**Article:**
┏━━

Re: Removing duplicates from data

Posted by Vikram More <vi...@gmail.com>.
Could not find 'PutDatabaseRecord' in the NiFi version : 1.1.0.2.1.2.0-10 I
am using . Please suggest ?

On Tue, Sep 19, 2017 at 12:10 AM, Vikram More <vi...@gmail.com>
wrote:

> Hi Koji,
> Thanks for response and helpful links !
>
> NiFi version : 1.1.0.2.1.2.0-10
>
> I am trying to move data from operational system (oracle db) to analytical
> system (postgres db). Postgres table has been model/designed by us (and can
> add primary key). Data from oracle looks like below  (i need to remove
> duplicate record for combination on ColA , ColB)
>
> Col A Col B
> C1 item 1
> C1 item 2
> *C2* *item 3*
> *C2* *item 4*
> *C2* *item 3*
> C3 item 1
> C4 null
> C5 item 5
> C6 item 7
> I will try to explore PutDatabaseRecord processor and see i can achieve
> desired purpose.
>
> Thanks,
> Vikram
>
> On Mon, Sep 18, 2017 at 9:59 PM, Koji Kawamura <ij...@gmail.com>
> wrote:
>
>> Hello Vikram,
>>
>> Welcome to NiFi and the community :)
>>
>> Would you elaborate your data flow? And which version you are using?
>> For example, can you share some input data extracted from Oracle? I
>> wonder why you need to remove duplicate records while PostgreSQL
>> doesn't have primary key constraint, or why you have such records in
>> the beginning.
>>
>> Current PutSQL does not report the cause of batch update failure well.
>> But that behavior has been improved and you can see what is the cause
>> if you can use NiFi 1.4.0-SNAPSHOT (you need to build NiFi from source
>> code to try it).
>> https://issues.apache.org/jira/browse/NIFI-4162
>>
>> Please refer NiFi README.md for how to build and run NiFi from source
>> code.
>> https://github.com/apache/nifi
>>
>> Also, in order to put Avro data to an RDBMS, NiFi also has
>> PutDatabaseRecord processor today. Which can work more efficiently
>> because you don't have to use 'split avro -> avrotojson -> jsontosql'
>> part, PutDatabaseRecord can directly execute DML statement from Avro
>> dataset.
>> https://nifi.apache.org/docs/nifi-docs/components/org.apache
>> .nifi/nifi-standard-nar/1.3.0/org.apache.nifi.processors.
>> standard.PutDatabaseRecord/index.html
>>
>> Thanks,
>> Koji
>>
>> On Tue, Sep 19, 2017 at 9:21 AM, Vikram More <vi...@gmail.com>
>> wrote:
>> > Hi Everyone,
>> >
>> > I am new to NiFi and community :)

┗━━

**Stated exercise:** In the thread, which NiFi version does Koji say shows the cause of a batch update failure, if built from source?

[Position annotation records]
┏━━

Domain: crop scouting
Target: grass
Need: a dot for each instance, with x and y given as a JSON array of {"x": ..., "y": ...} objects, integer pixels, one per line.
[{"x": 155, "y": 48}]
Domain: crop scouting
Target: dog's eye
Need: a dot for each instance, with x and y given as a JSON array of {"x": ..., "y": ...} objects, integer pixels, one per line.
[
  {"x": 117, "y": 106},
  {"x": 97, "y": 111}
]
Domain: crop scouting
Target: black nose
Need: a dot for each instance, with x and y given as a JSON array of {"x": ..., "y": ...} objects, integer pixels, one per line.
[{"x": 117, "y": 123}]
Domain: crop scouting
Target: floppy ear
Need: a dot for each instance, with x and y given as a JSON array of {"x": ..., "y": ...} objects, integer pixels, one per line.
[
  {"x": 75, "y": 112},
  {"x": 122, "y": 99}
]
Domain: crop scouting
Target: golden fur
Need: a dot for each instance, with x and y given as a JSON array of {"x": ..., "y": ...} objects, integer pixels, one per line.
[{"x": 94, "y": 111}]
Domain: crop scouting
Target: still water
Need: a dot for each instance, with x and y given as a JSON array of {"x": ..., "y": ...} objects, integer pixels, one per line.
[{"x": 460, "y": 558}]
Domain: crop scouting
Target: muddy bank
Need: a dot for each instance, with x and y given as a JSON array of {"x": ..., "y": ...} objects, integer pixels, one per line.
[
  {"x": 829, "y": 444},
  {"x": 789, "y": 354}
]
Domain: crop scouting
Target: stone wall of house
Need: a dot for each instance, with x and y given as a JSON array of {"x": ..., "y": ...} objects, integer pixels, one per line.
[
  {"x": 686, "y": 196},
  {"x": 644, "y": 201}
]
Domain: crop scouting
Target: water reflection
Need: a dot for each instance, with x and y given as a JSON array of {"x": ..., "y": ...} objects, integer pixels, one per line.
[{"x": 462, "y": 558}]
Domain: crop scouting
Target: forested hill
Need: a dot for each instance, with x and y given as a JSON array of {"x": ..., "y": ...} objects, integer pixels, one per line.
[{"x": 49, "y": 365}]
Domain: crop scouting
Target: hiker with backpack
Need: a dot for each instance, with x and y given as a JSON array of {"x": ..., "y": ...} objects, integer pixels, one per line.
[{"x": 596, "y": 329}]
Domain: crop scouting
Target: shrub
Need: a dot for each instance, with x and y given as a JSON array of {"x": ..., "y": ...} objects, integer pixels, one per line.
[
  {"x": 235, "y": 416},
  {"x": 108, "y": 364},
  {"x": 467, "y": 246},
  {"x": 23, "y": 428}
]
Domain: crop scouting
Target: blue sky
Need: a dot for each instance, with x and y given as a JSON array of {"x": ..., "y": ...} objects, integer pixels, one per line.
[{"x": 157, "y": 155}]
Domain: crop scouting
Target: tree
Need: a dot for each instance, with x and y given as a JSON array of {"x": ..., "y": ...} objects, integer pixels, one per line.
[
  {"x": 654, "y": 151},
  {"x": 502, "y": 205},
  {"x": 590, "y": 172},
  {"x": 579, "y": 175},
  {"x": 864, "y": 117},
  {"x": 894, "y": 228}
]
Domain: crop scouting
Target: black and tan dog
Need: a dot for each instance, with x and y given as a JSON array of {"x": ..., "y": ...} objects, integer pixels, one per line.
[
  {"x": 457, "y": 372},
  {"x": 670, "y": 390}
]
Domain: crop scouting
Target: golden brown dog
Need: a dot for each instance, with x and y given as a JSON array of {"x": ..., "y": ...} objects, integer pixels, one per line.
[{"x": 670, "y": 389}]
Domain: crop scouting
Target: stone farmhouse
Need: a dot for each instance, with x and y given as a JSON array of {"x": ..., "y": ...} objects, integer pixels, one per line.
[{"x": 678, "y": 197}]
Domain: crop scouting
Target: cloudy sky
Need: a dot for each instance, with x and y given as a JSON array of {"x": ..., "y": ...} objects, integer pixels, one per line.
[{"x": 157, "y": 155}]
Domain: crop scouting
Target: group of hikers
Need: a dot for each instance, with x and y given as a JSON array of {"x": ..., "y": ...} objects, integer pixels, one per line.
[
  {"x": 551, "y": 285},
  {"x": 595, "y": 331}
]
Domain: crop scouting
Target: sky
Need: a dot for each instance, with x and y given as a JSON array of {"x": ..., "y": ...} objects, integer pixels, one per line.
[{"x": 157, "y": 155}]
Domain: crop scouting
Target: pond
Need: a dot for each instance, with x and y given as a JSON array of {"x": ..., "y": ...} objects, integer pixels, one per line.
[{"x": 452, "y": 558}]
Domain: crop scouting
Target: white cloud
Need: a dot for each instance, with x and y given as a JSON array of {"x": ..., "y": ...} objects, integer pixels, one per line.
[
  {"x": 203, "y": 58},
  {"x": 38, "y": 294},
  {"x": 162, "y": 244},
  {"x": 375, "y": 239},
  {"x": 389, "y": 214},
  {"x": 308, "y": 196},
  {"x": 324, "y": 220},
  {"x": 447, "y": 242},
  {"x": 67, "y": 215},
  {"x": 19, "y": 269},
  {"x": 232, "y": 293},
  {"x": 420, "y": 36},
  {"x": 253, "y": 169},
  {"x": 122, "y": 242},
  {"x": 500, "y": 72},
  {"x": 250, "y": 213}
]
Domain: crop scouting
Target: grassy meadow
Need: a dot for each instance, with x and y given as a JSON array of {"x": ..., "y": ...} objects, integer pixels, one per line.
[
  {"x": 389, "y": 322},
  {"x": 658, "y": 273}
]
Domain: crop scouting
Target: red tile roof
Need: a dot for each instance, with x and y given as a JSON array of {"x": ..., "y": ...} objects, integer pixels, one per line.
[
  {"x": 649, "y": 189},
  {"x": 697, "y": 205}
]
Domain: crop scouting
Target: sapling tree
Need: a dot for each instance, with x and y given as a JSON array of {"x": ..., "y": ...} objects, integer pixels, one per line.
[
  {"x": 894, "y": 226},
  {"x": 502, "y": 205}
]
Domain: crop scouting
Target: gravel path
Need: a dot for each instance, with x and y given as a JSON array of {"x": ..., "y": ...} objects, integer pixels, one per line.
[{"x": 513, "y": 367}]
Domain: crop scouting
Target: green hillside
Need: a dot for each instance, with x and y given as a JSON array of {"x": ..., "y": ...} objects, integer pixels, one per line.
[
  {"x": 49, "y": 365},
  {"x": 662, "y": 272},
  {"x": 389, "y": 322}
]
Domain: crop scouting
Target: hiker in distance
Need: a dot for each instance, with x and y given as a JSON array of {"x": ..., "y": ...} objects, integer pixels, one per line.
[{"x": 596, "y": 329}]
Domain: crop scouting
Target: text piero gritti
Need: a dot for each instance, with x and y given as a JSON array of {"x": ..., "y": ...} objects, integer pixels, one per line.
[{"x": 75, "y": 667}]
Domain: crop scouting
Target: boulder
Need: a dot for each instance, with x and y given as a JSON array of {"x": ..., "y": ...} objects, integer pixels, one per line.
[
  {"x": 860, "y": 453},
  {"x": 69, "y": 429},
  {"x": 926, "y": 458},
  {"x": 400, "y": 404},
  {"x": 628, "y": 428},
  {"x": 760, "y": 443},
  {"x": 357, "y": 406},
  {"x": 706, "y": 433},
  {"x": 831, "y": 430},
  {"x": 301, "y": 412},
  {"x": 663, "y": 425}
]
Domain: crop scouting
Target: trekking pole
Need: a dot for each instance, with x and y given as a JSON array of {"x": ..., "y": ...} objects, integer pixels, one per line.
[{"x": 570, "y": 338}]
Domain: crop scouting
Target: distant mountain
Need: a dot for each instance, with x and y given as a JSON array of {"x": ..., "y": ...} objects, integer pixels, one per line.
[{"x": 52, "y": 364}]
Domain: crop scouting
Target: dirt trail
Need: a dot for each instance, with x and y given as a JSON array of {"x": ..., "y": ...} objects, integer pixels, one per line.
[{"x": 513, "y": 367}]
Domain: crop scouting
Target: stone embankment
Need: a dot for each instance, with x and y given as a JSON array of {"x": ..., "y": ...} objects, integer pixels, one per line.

┗━━

**Solution:** NiFi 1.4.0-SNAPSHOT